What is asked: Give an exact copy of every line, leaving images out.

Supplied records:
════════════════
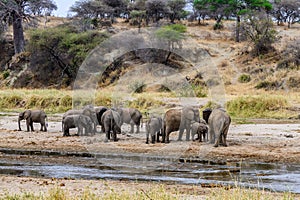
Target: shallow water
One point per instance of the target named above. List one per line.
(274, 177)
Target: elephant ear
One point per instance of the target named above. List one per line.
(87, 111)
(188, 113)
(21, 115)
(82, 120)
(27, 114)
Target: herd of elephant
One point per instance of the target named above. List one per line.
(215, 123)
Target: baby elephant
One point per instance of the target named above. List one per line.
(200, 129)
(112, 122)
(153, 128)
(79, 121)
(36, 116)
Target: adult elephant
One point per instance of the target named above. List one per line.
(131, 116)
(36, 116)
(87, 111)
(153, 128)
(99, 112)
(79, 121)
(218, 123)
(112, 122)
(179, 119)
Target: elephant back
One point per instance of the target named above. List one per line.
(172, 118)
(206, 113)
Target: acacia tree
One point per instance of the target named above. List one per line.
(176, 9)
(236, 8)
(258, 27)
(287, 11)
(156, 9)
(15, 12)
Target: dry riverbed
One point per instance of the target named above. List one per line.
(260, 141)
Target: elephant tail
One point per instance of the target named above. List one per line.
(46, 121)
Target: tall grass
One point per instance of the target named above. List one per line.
(262, 106)
(248, 194)
(157, 192)
(57, 193)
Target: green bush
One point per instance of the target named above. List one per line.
(268, 85)
(199, 90)
(258, 107)
(244, 78)
(137, 87)
(5, 74)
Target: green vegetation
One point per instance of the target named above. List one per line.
(137, 87)
(259, 107)
(244, 78)
(172, 34)
(158, 192)
(5, 74)
(62, 50)
(242, 193)
(56, 193)
(145, 103)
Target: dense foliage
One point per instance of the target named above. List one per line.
(15, 11)
(61, 50)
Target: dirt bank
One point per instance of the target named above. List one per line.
(276, 142)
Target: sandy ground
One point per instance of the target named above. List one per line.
(260, 141)
(273, 142)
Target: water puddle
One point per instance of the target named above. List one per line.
(274, 177)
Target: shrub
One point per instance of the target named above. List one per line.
(137, 87)
(244, 78)
(5, 74)
(268, 85)
(144, 103)
(199, 90)
(258, 106)
(259, 30)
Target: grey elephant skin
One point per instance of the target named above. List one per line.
(99, 112)
(77, 121)
(33, 116)
(87, 111)
(112, 122)
(153, 128)
(199, 129)
(131, 116)
(179, 119)
(218, 123)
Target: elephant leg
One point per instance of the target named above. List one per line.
(218, 139)
(44, 127)
(147, 137)
(114, 135)
(153, 138)
(137, 129)
(225, 136)
(132, 127)
(180, 134)
(188, 132)
(200, 136)
(28, 124)
(157, 136)
(211, 136)
(107, 136)
(66, 131)
(167, 134)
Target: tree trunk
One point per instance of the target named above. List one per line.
(237, 30)
(19, 41)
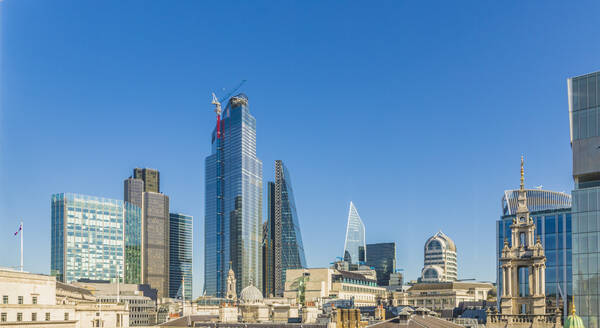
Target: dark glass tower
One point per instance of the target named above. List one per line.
(382, 257)
(283, 240)
(584, 115)
(233, 202)
(180, 256)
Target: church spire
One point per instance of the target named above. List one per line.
(522, 175)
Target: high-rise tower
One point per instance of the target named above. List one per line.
(584, 112)
(355, 247)
(283, 241)
(154, 227)
(233, 201)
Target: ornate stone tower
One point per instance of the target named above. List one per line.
(231, 293)
(523, 264)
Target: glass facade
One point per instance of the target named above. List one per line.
(283, 240)
(354, 247)
(553, 227)
(382, 257)
(233, 202)
(584, 116)
(180, 255)
(94, 238)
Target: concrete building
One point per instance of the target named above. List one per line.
(233, 200)
(94, 238)
(180, 255)
(39, 301)
(440, 259)
(382, 257)
(584, 108)
(154, 227)
(322, 284)
(439, 296)
(282, 239)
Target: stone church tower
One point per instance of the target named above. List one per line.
(231, 292)
(523, 264)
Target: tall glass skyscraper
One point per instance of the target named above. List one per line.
(233, 202)
(382, 257)
(584, 117)
(180, 255)
(551, 213)
(283, 240)
(355, 247)
(94, 238)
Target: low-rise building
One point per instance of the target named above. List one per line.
(36, 300)
(442, 295)
(326, 283)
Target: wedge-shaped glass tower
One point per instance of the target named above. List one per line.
(354, 248)
(283, 240)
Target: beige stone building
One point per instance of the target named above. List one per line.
(442, 295)
(326, 283)
(35, 300)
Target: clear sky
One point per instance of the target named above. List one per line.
(418, 112)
════════════════
Written solution:
Target: shallow water
One point per instance of the target named above. List one per line.
(274, 177)
Target: elephant ear
One point per instance of the target named above. List one per line.
(87, 111)
(188, 113)
(21, 115)
(82, 120)
(27, 114)
Target: herd of elephant
One point per instance of the target named above. List one per line.
(215, 123)
Target: baby elephant
One point per instance of the target named above. List one per line.
(200, 129)
(112, 122)
(153, 128)
(79, 121)
(36, 116)
Target: adult elephant
One point per instance of the target named above. List one per line.
(131, 116)
(36, 116)
(87, 111)
(153, 128)
(99, 112)
(79, 121)
(218, 123)
(112, 122)
(179, 119)
Target: elephant back
One point per instance of the target named above. List one per line.
(172, 118)
(206, 113)
Target: acacia tree
One point per instance of the target named above. List one per line.
(176, 9)
(236, 8)
(258, 27)
(287, 11)
(156, 9)
(15, 12)
Target: dry riverbed
One point per instance of the target named above. List one per line.
(260, 141)
Target: elephant tail
One point per instance of the target named above. List one per line.
(46, 121)
Target: tall grass
One point per instance of the target named above. List one per line.
(262, 106)
(248, 194)
(157, 192)
(57, 193)
Target: green bush
One point per instance of the target named above. List one per line.
(268, 85)
(199, 90)
(258, 107)
(244, 78)
(137, 87)
(5, 74)
Target: green vegetation
One point per instance of the target named above. List one per line.
(137, 87)
(259, 107)
(244, 78)
(172, 34)
(158, 192)
(5, 74)
(62, 50)
(242, 193)
(56, 193)
(145, 103)
Target: dense foliage
One point per instance of the target named above. List one per line.
(15, 11)
(61, 50)
Target: dirt bank
One point per instance of the target named above. List one per line.
(276, 142)
Target: sandy ground
One point per instance of the target named above. List one per line.
(260, 141)
(273, 142)
Target: water puddle
One point per instance of the target named above. List one per line.
(274, 177)
Target: shrub
One point per instance of the target named above. List one per line.
(137, 87)
(244, 78)
(5, 74)
(268, 85)
(144, 103)
(199, 90)
(258, 106)
(259, 30)
Target: grey elephant skin
One point per instance of the target named above. List one per line.
(99, 112)
(77, 121)
(33, 116)
(87, 111)
(112, 122)
(153, 128)
(199, 129)
(131, 116)
(179, 119)
(218, 123)
Target: elephant leg
One point per instance of the target named above. List one per line.
(218, 139)
(44, 127)
(147, 137)
(114, 135)
(153, 138)
(137, 129)
(225, 136)
(132, 127)
(180, 134)
(188, 132)
(200, 136)
(28, 124)
(157, 136)
(211, 136)
(107, 136)
(66, 131)
(167, 134)
Target: tree trunk
One point per instance of the target named above. List one per line.
(237, 30)
(19, 41)
Target: dark glass tower
One point per instance of the target named above. List one per line.
(382, 257)
(283, 240)
(584, 115)
(233, 202)
(180, 256)
Target: church spire
One point per instance of the target named above. List one per line.
(522, 175)
Target: high-rise tower
One point per instance of the target named above. List one per line.
(584, 112)
(355, 247)
(283, 241)
(154, 227)
(233, 201)
Target: ornate stone tower
One point per instance of the target named above. List one per line.
(231, 293)
(523, 264)
Target: glass facade
One point per instance of the target named above. List one per line.
(283, 240)
(354, 247)
(553, 227)
(382, 257)
(233, 202)
(584, 116)
(180, 255)
(94, 238)
Target: concrete building
One point per instance of the target named above. List one per line.
(233, 200)
(94, 238)
(180, 255)
(39, 301)
(440, 259)
(382, 257)
(584, 108)
(154, 227)
(322, 284)
(439, 296)
(282, 239)
Target: stone church tower
One point per instance of the target named above. List one per line.
(231, 292)
(523, 264)
Target: tall glass skyscraper
One point per instance of the target named above. List one per line.
(233, 202)
(382, 257)
(584, 117)
(180, 255)
(551, 213)
(283, 240)
(355, 247)
(94, 238)
Target: low-rise building
One point per instance of the target named above. List one per line.
(36, 300)
(442, 295)
(326, 283)
Target: wedge-shaped glass tower
One point per instance of the target named above. List one per line.
(354, 248)
(283, 240)
Target: beige stone building
One point per instance of the target named above. List one per line.
(442, 295)
(326, 283)
(35, 300)
Target: clear sky
One point per instance of the target named above. List one per line.
(418, 112)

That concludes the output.